• _Items from an annotation dataset_:

◇ ◇ ◇ ◇ ◇

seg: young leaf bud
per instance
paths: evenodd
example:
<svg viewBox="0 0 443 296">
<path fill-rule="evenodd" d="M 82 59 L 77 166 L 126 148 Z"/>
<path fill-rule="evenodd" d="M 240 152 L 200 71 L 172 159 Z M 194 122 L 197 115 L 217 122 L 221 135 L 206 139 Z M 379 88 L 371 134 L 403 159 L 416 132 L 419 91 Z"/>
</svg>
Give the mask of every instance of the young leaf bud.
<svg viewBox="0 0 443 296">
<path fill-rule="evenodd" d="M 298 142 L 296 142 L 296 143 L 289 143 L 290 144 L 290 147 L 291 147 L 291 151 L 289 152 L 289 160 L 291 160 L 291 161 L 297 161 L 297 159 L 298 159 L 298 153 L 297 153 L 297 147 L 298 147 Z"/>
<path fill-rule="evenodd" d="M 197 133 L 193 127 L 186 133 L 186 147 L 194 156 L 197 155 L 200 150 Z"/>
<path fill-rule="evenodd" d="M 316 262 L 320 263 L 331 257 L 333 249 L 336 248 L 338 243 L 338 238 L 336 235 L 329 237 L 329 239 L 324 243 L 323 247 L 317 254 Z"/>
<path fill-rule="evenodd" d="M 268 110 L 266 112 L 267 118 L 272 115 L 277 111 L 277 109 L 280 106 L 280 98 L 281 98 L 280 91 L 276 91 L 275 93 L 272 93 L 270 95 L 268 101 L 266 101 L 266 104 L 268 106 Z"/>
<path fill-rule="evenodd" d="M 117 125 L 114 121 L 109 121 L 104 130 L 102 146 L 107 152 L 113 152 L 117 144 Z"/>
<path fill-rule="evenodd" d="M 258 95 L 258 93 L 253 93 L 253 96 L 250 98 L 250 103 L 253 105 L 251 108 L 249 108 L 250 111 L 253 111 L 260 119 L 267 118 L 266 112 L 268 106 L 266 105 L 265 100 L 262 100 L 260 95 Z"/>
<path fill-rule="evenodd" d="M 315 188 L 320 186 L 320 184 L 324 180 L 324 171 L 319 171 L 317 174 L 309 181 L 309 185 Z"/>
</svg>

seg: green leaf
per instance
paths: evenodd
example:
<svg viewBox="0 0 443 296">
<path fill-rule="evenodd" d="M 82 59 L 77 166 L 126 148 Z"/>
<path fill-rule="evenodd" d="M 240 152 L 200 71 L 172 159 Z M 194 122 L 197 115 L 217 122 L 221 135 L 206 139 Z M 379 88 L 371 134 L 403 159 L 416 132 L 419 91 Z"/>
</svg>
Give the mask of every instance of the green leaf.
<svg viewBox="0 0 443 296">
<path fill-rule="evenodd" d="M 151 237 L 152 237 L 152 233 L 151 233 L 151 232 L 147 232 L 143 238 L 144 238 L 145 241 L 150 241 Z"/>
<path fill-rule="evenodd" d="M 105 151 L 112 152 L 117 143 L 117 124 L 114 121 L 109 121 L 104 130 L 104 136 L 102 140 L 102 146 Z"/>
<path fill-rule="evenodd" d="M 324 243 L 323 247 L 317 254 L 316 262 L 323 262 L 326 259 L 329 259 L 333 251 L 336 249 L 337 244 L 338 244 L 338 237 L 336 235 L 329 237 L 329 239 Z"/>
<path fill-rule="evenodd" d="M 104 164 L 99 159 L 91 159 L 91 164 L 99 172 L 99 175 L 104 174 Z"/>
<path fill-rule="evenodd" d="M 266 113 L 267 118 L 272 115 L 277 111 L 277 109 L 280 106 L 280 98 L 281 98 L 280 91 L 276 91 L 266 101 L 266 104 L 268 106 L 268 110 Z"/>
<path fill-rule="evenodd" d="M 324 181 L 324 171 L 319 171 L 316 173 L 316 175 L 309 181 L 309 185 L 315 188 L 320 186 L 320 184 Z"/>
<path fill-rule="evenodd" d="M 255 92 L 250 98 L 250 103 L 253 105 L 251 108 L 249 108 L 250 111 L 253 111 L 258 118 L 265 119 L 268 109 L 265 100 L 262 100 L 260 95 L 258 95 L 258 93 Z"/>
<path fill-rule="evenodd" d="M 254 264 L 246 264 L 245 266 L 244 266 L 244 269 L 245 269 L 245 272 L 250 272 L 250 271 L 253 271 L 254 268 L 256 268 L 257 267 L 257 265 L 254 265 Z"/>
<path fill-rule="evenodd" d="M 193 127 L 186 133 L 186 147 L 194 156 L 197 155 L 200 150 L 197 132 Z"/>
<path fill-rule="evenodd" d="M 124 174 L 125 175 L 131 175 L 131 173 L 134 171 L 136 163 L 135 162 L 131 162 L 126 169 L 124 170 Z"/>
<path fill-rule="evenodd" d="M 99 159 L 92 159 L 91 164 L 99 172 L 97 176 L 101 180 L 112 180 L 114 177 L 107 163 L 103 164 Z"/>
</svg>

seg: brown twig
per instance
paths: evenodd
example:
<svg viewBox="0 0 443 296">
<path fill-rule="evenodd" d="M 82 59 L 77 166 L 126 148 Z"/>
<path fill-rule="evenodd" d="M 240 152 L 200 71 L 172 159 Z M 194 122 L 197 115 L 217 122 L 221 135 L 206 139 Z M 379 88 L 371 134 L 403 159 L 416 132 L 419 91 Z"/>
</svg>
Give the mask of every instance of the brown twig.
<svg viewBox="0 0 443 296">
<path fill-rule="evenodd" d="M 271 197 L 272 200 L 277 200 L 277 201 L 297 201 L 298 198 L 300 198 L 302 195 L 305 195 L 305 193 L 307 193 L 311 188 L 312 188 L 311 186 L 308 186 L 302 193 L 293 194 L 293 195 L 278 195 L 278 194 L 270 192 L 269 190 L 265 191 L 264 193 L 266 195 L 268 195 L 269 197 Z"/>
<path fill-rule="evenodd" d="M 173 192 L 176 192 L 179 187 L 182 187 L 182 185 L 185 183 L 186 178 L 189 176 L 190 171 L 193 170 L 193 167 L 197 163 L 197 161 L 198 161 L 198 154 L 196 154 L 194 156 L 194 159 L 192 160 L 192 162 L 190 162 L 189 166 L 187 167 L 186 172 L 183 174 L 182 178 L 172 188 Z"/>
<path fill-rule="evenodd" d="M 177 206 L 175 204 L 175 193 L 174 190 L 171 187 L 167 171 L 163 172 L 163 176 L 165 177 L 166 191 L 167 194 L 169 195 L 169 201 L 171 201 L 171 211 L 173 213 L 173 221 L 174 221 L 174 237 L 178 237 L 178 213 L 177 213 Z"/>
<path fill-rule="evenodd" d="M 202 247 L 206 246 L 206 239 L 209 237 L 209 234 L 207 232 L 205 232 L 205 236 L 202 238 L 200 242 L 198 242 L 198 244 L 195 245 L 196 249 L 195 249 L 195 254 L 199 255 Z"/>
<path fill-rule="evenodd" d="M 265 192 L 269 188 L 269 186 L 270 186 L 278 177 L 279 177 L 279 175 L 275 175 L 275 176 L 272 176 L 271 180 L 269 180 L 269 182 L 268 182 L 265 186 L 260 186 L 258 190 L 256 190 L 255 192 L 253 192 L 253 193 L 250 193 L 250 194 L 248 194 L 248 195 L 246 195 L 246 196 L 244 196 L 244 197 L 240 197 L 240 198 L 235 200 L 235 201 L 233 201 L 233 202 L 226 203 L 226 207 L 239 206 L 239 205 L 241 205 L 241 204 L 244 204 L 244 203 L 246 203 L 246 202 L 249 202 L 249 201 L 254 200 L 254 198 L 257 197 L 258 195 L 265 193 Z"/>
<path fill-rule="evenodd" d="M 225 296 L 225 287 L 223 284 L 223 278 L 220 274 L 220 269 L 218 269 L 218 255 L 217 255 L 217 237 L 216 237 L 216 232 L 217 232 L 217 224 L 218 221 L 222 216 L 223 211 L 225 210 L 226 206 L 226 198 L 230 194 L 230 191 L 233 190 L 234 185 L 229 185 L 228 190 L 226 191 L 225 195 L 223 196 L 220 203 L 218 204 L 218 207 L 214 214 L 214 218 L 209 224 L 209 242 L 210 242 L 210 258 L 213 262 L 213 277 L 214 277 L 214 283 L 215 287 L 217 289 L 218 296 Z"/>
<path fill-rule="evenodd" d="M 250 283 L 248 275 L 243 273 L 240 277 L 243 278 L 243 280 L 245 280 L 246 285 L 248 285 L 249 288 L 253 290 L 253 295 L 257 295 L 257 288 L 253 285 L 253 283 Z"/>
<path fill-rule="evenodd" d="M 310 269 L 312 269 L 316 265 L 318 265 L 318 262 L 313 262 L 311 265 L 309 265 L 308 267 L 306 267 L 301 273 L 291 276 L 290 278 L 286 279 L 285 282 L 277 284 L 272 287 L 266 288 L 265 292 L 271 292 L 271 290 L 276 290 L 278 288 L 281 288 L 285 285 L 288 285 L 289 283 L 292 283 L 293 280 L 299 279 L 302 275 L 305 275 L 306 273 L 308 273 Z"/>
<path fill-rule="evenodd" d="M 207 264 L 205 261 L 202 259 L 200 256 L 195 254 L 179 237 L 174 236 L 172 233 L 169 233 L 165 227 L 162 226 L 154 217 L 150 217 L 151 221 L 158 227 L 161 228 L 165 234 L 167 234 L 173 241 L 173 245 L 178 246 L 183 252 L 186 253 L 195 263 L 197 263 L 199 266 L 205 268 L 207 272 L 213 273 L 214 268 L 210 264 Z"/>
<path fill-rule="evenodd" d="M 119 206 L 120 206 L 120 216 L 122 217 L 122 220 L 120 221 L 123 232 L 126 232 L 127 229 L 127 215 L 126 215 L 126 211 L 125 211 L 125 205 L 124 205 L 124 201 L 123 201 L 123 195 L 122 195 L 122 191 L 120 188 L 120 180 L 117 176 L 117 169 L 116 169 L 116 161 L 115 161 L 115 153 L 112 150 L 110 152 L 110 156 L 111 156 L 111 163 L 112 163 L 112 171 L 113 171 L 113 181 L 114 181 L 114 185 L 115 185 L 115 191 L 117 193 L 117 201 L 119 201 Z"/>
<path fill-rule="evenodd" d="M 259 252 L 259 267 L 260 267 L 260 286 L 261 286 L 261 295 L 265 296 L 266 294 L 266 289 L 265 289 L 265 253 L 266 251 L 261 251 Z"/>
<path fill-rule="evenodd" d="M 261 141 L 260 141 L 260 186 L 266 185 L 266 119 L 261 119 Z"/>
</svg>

◇ ◇ ◇ ◇ ◇

• _Short problem_: Can you reproduce the items word for word, from their very first line down through the line containing "298 142 L 296", with both of those lines included?

• _Solution for this task_:
seg: young leaf bud
per instance
paths: evenodd
example:
<svg viewBox="0 0 443 296">
<path fill-rule="evenodd" d="M 82 59 L 77 166 L 126 148 Z"/>
<path fill-rule="evenodd" d="M 240 152 L 200 71 L 172 159 Z M 194 122 L 197 115 L 217 122 L 221 135 L 206 139 Z M 379 88 L 371 134 L 403 159 L 416 132 L 419 91 Z"/>
</svg>
Give the mask of every instance of the young leaf bud.
<svg viewBox="0 0 443 296">
<path fill-rule="evenodd" d="M 298 142 L 296 142 L 296 143 L 289 143 L 290 144 L 290 147 L 291 147 L 291 151 L 289 152 L 289 160 L 291 160 L 291 161 L 297 161 L 297 159 L 298 159 L 298 153 L 297 153 L 297 147 L 298 147 Z"/>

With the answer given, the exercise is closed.